Look through the records that follow. Copy every line containing the word "blower".
####################
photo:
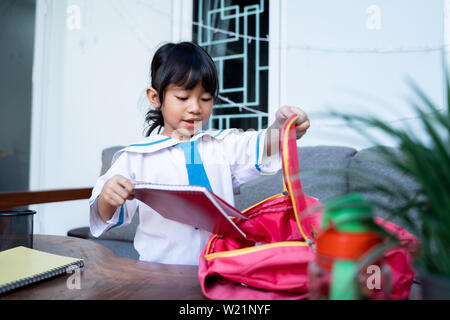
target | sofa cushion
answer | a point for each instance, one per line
(321, 175)
(369, 168)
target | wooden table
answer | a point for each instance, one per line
(107, 276)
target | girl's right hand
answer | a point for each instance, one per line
(117, 190)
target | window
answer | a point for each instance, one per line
(234, 32)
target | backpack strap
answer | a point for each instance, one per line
(291, 170)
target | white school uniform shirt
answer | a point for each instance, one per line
(230, 158)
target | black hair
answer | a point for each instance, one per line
(184, 64)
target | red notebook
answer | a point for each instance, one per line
(193, 205)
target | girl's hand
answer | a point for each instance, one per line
(117, 190)
(301, 125)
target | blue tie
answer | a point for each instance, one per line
(194, 165)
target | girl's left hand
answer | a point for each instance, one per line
(301, 125)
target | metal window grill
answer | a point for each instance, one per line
(230, 30)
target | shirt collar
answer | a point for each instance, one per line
(158, 142)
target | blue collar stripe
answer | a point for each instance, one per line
(149, 144)
(219, 133)
(257, 153)
(194, 165)
(120, 222)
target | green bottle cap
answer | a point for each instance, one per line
(350, 213)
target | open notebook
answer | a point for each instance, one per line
(21, 266)
(193, 205)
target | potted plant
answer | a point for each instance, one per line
(425, 158)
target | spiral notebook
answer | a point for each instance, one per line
(193, 205)
(21, 266)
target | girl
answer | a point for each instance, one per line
(184, 87)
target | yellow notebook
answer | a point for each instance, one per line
(21, 266)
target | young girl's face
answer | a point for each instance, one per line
(185, 111)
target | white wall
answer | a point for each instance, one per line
(366, 83)
(88, 88)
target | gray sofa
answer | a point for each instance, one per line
(326, 172)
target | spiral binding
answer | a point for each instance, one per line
(41, 276)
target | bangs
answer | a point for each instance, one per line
(187, 65)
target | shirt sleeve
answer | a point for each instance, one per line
(245, 154)
(124, 214)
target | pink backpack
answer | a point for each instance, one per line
(272, 262)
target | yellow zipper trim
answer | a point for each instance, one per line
(238, 252)
(289, 185)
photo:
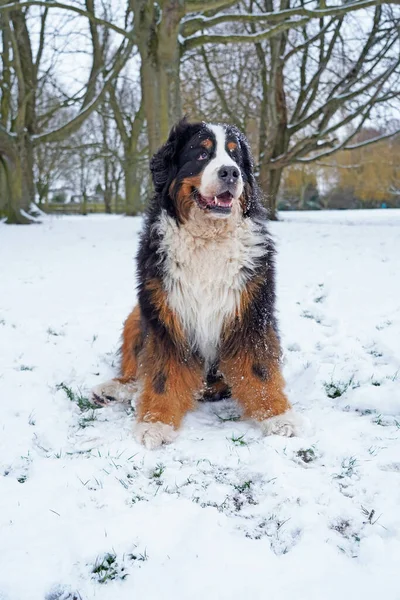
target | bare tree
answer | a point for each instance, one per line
(21, 129)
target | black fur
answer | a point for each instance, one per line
(172, 163)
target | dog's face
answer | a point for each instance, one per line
(202, 165)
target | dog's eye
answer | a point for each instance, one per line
(203, 155)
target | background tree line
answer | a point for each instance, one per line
(90, 89)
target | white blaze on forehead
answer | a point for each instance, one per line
(209, 178)
(221, 155)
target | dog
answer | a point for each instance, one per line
(205, 323)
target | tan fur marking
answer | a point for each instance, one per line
(167, 316)
(206, 143)
(260, 399)
(181, 383)
(247, 295)
(184, 197)
(131, 341)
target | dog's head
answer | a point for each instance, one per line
(207, 166)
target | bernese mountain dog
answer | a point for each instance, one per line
(204, 325)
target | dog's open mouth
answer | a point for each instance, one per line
(221, 203)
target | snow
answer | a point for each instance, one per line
(221, 513)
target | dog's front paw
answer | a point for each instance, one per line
(153, 435)
(287, 424)
(112, 391)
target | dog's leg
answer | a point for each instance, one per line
(168, 387)
(257, 383)
(122, 389)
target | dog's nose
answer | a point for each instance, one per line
(228, 174)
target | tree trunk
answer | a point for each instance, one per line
(160, 66)
(133, 203)
(16, 178)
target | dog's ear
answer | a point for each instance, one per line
(163, 164)
(250, 187)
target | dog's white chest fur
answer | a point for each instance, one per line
(205, 261)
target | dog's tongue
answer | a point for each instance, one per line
(225, 198)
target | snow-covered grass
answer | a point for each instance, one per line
(223, 513)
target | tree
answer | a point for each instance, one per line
(20, 124)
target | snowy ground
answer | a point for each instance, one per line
(86, 513)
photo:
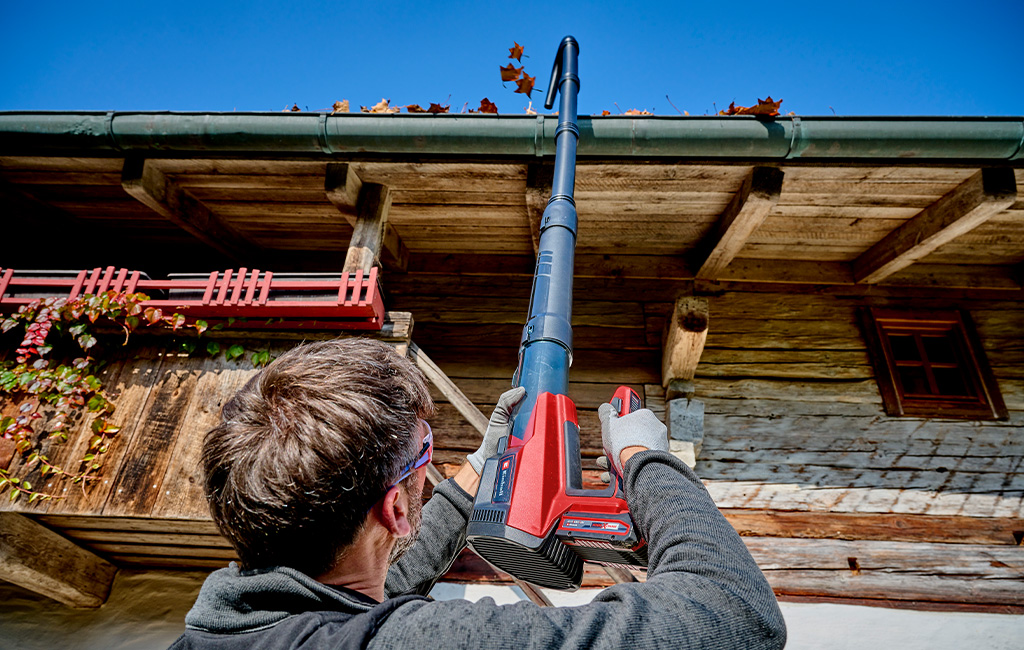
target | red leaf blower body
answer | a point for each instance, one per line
(531, 517)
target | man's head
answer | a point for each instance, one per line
(306, 448)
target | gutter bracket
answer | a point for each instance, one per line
(109, 124)
(539, 137)
(797, 132)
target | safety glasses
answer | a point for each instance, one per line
(426, 453)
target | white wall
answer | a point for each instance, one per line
(146, 610)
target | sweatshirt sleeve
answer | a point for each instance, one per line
(442, 535)
(702, 591)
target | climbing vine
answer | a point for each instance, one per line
(51, 394)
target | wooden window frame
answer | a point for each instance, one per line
(985, 401)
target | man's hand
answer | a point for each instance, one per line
(497, 428)
(630, 434)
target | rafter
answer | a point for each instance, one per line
(971, 204)
(539, 179)
(344, 189)
(748, 210)
(38, 559)
(371, 222)
(143, 180)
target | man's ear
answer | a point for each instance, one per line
(394, 512)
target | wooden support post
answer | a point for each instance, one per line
(683, 345)
(974, 202)
(748, 210)
(539, 179)
(38, 559)
(342, 185)
(462, 403)
(343, 188)
(143, 180)
(684, 341)
(368, 237)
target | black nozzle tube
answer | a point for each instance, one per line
(546, 349)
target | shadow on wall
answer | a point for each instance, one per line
(145, 609)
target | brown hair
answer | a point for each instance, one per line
(306, 448)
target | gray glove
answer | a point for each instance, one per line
(640, 428)
(498, 427)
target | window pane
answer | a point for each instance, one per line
(904, 348)
(940, 349)
(913, 381)
(950, 382)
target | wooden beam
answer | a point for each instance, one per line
(462, 403)
(540, 176)
(368, 237)
(748, 210)
(684, 342)
(974, 202)
(34, 557)
(143, 180)
(342, 185)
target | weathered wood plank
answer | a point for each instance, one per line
(881, 527)
(181, 487)
(41, 561)
(137, 485)
(748, 210)
(152, 187)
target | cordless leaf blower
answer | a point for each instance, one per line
(531, 517)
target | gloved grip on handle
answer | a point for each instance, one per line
(640, 428)
(497, 427)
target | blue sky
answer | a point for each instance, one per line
(852, 58)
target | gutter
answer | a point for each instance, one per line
(351, 135)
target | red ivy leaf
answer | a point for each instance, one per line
(525, 85)
(487, 106)
(510, 72)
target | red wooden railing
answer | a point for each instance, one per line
(350, 301)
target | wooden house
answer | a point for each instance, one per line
(828, 312)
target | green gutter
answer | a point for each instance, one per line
(819, 138)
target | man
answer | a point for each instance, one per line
(315, 475)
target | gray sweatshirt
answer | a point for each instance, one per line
(702, 590)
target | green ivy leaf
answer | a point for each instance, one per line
(235, 352)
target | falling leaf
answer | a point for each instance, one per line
(381, 106)
(487, 106)
(525, 85)
(764, 106)
(510, 72)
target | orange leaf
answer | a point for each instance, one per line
(487, 106)
(525, 85)
(510, 72)
(764, 106)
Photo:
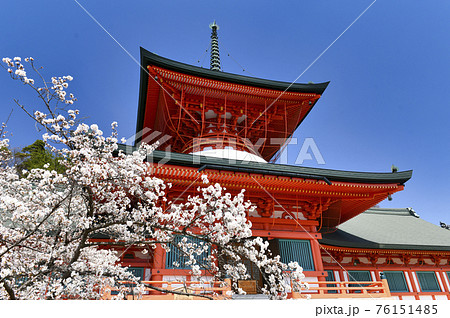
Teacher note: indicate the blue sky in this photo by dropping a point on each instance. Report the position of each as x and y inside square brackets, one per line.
[387, 102]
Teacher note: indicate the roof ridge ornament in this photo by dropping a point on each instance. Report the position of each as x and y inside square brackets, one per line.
[215, 57]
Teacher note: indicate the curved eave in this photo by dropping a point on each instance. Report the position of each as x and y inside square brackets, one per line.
[148, 58]
[189, 160]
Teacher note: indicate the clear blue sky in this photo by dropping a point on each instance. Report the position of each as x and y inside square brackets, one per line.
[387, 103]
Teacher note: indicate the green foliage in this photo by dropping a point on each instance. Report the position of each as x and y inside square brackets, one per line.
[36, 156]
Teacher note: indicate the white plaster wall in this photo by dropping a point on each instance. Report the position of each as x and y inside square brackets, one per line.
[174, 279]
[441, 297]
[415, 281]
[425, 297]
[408, 281]
[409, 298]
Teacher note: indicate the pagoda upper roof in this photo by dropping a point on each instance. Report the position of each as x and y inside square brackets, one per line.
[234, 85]
[381, 228]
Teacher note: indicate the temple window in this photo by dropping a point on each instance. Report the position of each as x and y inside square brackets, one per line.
[297, 251]
[396, 281]
[176, 259]
[359, 276]
[428, 282]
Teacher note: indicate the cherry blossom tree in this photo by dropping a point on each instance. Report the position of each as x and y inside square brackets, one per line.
[48, 219]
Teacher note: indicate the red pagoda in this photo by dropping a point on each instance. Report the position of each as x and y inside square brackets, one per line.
[232, 127]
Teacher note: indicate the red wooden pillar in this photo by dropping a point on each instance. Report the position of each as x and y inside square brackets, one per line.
[413, 284]
[444, 284]
[158, 262]
[317, 258]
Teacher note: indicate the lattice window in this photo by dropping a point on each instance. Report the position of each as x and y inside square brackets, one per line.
[176, 256]
[297, 251]
[359, 276]
[137, 272]
[428, 281]
[396, 280]
[331, 278]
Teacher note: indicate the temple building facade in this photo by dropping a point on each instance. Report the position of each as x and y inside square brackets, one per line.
[232, 128]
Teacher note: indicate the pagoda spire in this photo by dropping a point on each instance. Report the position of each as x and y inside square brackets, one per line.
[215, 57]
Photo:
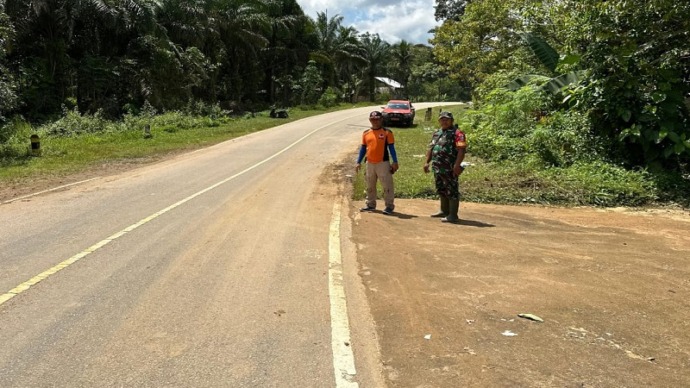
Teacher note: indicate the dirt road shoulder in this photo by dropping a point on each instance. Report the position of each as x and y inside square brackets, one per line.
[612, 288]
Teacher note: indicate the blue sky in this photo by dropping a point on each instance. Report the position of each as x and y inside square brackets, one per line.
[393, 20]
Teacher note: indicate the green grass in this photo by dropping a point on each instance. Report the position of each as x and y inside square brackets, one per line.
[592, 184]
[124, 142]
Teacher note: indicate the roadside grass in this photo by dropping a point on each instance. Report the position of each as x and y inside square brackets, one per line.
[589, 184]
[93, 142]
[90, 141]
####################
### Task response
target | red leaf blower body
target | cordless leaf blower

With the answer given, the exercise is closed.